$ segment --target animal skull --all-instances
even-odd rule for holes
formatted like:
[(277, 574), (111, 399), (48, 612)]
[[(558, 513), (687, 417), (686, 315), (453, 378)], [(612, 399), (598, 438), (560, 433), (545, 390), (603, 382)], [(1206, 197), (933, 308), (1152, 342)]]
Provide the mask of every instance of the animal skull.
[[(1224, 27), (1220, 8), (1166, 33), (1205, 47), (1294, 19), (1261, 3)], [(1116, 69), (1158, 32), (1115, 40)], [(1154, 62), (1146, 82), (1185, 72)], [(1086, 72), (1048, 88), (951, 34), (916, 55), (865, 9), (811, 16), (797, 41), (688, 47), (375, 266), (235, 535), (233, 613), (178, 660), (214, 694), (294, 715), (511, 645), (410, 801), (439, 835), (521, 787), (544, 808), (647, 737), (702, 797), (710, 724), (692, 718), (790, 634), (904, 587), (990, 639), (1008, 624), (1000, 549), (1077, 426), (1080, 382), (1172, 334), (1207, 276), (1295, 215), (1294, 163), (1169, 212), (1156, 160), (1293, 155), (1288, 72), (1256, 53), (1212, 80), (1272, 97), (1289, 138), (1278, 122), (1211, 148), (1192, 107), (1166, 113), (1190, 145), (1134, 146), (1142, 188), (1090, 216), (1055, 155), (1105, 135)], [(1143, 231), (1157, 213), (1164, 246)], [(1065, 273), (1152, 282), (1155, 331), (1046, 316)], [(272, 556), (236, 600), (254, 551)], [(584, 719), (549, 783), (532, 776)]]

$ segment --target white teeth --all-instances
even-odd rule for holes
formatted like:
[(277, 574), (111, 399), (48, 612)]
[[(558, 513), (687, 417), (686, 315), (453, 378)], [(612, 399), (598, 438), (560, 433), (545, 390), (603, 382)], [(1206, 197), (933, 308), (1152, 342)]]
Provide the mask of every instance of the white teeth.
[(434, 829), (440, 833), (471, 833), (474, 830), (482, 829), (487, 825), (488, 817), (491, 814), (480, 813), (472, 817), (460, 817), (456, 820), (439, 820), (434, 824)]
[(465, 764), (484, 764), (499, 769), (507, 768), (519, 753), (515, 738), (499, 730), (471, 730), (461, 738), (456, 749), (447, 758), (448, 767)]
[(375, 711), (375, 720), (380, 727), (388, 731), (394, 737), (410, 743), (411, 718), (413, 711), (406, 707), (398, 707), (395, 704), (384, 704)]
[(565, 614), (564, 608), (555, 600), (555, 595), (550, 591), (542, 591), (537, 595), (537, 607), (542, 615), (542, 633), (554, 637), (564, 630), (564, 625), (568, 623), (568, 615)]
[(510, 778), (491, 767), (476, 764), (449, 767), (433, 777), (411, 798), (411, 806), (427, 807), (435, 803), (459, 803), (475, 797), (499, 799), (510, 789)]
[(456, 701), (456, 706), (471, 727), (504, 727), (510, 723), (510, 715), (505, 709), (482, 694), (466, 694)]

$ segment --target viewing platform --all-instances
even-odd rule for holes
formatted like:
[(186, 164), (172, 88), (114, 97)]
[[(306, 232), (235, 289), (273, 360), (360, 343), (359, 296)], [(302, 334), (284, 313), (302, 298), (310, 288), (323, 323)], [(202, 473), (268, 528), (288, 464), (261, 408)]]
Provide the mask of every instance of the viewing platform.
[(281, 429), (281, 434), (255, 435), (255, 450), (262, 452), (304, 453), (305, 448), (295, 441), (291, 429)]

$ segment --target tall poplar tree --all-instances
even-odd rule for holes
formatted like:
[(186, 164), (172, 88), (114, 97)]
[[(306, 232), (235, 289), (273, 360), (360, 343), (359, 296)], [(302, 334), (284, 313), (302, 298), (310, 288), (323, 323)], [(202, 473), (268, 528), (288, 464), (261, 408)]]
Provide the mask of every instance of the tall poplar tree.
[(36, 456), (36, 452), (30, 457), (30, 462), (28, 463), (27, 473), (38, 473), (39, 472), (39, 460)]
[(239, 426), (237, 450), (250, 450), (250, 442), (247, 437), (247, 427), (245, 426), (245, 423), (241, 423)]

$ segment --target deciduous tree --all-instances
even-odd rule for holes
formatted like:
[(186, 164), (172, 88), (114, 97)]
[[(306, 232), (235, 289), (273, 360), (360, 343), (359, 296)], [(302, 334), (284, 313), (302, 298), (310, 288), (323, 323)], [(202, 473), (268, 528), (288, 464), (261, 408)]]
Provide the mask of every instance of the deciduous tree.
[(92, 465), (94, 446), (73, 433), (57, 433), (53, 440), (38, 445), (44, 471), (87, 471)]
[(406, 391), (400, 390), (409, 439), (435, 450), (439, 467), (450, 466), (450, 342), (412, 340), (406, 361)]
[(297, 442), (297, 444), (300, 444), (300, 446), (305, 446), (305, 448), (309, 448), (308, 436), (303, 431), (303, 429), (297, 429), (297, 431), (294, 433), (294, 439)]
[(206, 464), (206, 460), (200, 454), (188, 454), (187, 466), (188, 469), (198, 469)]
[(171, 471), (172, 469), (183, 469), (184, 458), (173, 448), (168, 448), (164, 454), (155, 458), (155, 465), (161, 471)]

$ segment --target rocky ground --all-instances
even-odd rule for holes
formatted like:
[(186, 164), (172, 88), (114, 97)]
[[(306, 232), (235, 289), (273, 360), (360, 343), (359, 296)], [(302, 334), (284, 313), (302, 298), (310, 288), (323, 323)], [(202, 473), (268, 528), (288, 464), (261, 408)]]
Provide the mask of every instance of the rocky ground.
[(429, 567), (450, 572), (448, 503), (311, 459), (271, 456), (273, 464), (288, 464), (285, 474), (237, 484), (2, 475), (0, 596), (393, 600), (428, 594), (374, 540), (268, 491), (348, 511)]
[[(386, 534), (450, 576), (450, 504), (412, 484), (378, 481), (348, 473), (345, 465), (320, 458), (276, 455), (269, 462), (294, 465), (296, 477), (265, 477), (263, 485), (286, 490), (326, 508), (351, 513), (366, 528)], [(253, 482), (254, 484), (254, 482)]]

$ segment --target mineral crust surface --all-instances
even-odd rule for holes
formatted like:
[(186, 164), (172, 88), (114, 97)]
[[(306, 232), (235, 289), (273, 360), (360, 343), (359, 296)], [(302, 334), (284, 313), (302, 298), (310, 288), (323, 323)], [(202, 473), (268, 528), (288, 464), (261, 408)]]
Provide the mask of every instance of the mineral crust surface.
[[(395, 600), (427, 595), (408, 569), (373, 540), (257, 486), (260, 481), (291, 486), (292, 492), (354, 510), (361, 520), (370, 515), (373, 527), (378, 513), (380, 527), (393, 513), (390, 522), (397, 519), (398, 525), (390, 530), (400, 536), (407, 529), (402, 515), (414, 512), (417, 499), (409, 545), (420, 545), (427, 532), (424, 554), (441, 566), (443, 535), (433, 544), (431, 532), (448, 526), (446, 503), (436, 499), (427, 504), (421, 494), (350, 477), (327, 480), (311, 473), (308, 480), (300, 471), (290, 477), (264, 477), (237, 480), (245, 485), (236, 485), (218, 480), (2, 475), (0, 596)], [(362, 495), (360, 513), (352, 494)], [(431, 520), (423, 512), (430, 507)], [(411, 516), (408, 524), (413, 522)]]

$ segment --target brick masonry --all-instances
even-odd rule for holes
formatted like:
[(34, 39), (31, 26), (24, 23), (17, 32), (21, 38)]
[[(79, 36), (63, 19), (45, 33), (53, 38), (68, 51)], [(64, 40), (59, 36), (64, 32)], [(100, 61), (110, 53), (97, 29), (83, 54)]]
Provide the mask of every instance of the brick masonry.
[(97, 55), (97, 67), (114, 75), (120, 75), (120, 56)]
-------------------------
Problem: The answer should be all the entries, restated with no word changed.

The answer:
$ segment --target animal skull --all-instances
even-odd rule for holes
formatted like:
[(277, 574), (111, 399), (48, 612)]
[[(558, 513), (687, 417), (686, 315), (453, 378)], [(612, 399), (598, 438), (560, 433), (545, 390), (603, 382)], [(1206, 197), (933, 308), (1152, 342)]]
Provide the mask of every instance of the animal skull.
[[(1224, 27), (1220, 8), (1166, 33), (1205, 47), (1294, 19), (1261, 3)], [(1116, 69), (1158, 32), (1115, 40)], [(1154, 62), (1146, 82), (1185, 72)], [(1086, 72), (1048, 88), (951, 34), (916, 55), (865, 9), (811, 16), (797, 41), (688, 47), (375, 266), (235, 535), (233, 613), (178, 660), (214, 694), (294, 715), (511, 645), (410, 801), (439, 835), (521, 787), (544, 808), (647, 737), (702, 797), (710, 724), (692, 718), (790, 634), (904, 587), (990, 639), (1008, 624), (1000, 549), (1077, 426), (1080, 382), (1172, 334), (1207, 276), (1295, 215), (1294, 163), (1169, 212), (1156, 160), (1293, 155), (1288, 72), (1256, 53), (1212, 80), (1272, 97), (1289, 138), (1278, 122), (1211, 148), (1192, 107), (1166, 113), (1190, 145), (1134, 146), (1142, 188), (1090, 216), (1055, 155), (1105, 135)], [(1143, 231), (1157, 213), (1164, 246)], [(1065, 273), (1152, 282), (1155, 331), (1046, 316)], [(272, 556), (236, 600), (254, 551)], [(584, 719), (549, 783), (532, 776)]]

$ segment --target white teeth --all-instances
even-odd rule for holes
formatted like:
[(277, 574), (111, 399), (48, 612)]
[[(558, 513), (687, 417), (686, 315), (453, 378)], [(612, 399), (598, 438), (560, 433), (545, 390), (603, 382)], [(1206, 197), (933, 308), (1152, 342)]]
Provide the mask of every instance of the white teeth.
[(434, 829), (440, 833), (471, 833), (474, 830), (482, 829), (487, 825), (488, 817), (491, 814), (480, 813), (472, 817), (460, 817), (456, 820), (439, 820), (434, 824)]
[(465, 764), (484, 764), (499, 769), (507, 768), (519, 753), (515, 738), (499, 730), (471, 730), (461, 738), (456, 749), (447, 758), (448, 767)]
[(375, 711), (375, 720), (380, 727), (388, 731), (394, 737), (410, 743), (411, 718), (413, 711), (406, 707), (398, 707), (395, 704), (384, 704)]
[(565, 614), (564, 608), (555, 600), (555, 595), (550, 591), (542, 591), (537, 595), (537, 607), (542, 615), (542, 633), (554, 637), (564, 630), (564, 625), (568, 623), (568, 615)]
[(510, 778), (491, 767), (476, 764), (449, 767), (433, 777), (411, 798), (411, 806), (427, 807), (435, 803), (459, 803), (475, 797), (499, 799), (510, 789)]
[(456, 701), (456, 706), (471, 727), (504, 727), (510, 723), (510, 715), (505, 709), (482, 694), (466, 694)]

$ segment --target viewing platform --all-instances
even-odd rule for holes
formatted like:
[(186, 164), (172, 88), (114, 97)]
[[(306, 232), (235, 289), (273, 360), (360, 343), (359, 296)], [(302, 334), (284, 313), (302, 298), (310, 288), (323, 323)], [(202, 473), (268, 528), (288, 464), (261, 408)]]
Provide the mask of every instance of the viewing platform.
[(281, 429), (281, 434), (255, 435), (255, 450), (262, 452), (304, 453), (305, 448), (295, 441), (291, 429)]

$ segment --target tall poplar tree --all-instances
even-odd rule for holes
formatted like:
[(186, 164), (172, 88), (114, 97)]
[[(306, 232), (235, 289), (273, 360), (360, 343), (359, 296)], [(302, 334), (284, 313), (302, 298), (310, 288), (323, 323)], [(202, 473), (268, 528), (288, 464), (261, 408)]]
Provide the mask of every instance of the tall poplar tree.
[(36, 456), (36, 452), (30, 457), (30, 462), (28, 463), (27, 473), (38, 473), (39, 472), (39, 460)]
[(239, 426), (237, 450), (250, 450), (250, 442), (247, 437), (247, 427), (245, 426), (245, 423), (241, 423)]

$ segment --target deciduous tree --all-instances
even-odd rule for holes
formatted like:
[(186, 164), (172, 88), (114, 97)]
[[(306, 232), (235, 289), (273, 360), (360, 343), (359, 296)], [(302, 334), (284, 313), (302, 298), (310, 288), (323, 323)], [(202, 473), (268, 528), (288, 464), (261, 408)]]
Provide the mask of every instance of the deciduous tree.
[(92, 465), (94, 446), (73, 433), (57, 433), (53, 440), (38, 445), (44, 471), (87, 471)]
[(406, 391), (400, 390), (409, 439), (435, 450), (439, 467), (450, 466), (450, 342), (412, 340), (406, 361)]
[(297, 442), (297, 444), (300, 444), (300, 446), (305, 446), (305, 448), (309, 448), (308, 436), (303, 431), (303, 429), (297, 429), (297, 431), (294, 433), (294, 439)]
[(206, 464), (206, 460), (200, 454), (188, 454), (187, 466), (188, 469), (198, 469)]
[(171, 471), (172, 469), (183, 469), (184, 458), (173, 448), (168, 448), (164, 454), (155, 458), (155, 465), (161, 471)]

$ segment --target rocky ground --all-instances
even-odd rule for holes
formatted like:
[(186, 164), (172, 88), (114, 97)]
[[(306, 232), (235, 289), (273, 360), (360, 343), (359, 296)], [(302, 334), (284, 313), (302, 298), (310, 288), (323, 323)], [(202, 473), (268, 528), (288, 464), (261, 408)]]
Provide the mask of every instance of the rocky ground.
[(429, 567), (450, 572), (448, 503), (311, 459), (271, 456), (273, 464), (288, 464), (285, 474), (237, 484), (2, 475), (0, 596), (393, 600), (428, 594), (374, 540), (268, 491), (348, 511)]
[[(386, 534), (450, 576), (450, 504), (412, 484), (378, 481), (348, 473), (345, 465), (320, 458), (276, 455), (269, 462), (294, 465), (296, 477), (265, 477), (263, 485), (286, 490), (326, 508), (351, 513), (366, 528)], [(253, 482), (254, 484), (254, 482)]]

$ segment --target mineral crust surface --all-instances
even-odd rule for holes
formatted like:
[(186, 164), (172, 88), (114, 97)]
[[(306, 232), (235, 289), (273, 360), (360, 343), (359, 296)], [(302, 334), (284, 313), (302, 298), (310, 288), (323, 323)], [(202, 473), (268, 528), (288, 464), (261, 408)]]
Provide the mask of every instance of the mineral crust surface.
[[(395, 600), (427, 595), (408, 569), (373, 540), (257, 486), (260, 481), (291, 486), (292, 492), (354, 510), (361, 520), (370, 515), (373, 527), (378, 513), (380, 527), (393, 513), (390, 522), (397, 519), (398, 525), (390, 530), (400, 536), (407, 529), (402, 515), (414, 512), (417, 499), (409, 545), (420, 545), (427, 532), (424, 554), (441, 566), (443, 535), (433, 544), (431, 532), (448, 526), (446, 503), (436, 499), (427, 504), (421, 494), (350, 477), (327, 480), (311, 473), (308, 480), (300, 471), (290, 477), (264, 477), (237, 480), (245, 485), (236, 485), (218, 480), (2, 475), (0, 596)], [(362, 495), (360, 513), (352, 494)], [(431, 520), (423, 512), (430, 507)], [(411, 516), (408, 524), (413, 522)]]

$ segment --target brick masonry --all-instances
even-odd rule for holes
formatted like:
[(34, 39), (31, 26), (24, 23), (17, 32), (21, 38)]
[[(79, 36), (63, 19), (45, 33), (53, 38), (68, 51)], [(64, 40), (59, 36), (64, 32)], [(100, 61), (110, 53), (97, 29), (83, 54)]]
Provide the mask of every instance of the brick masonry.
[(97, 55), (97, 67), (114, 75), (120, 75), (120, 56)]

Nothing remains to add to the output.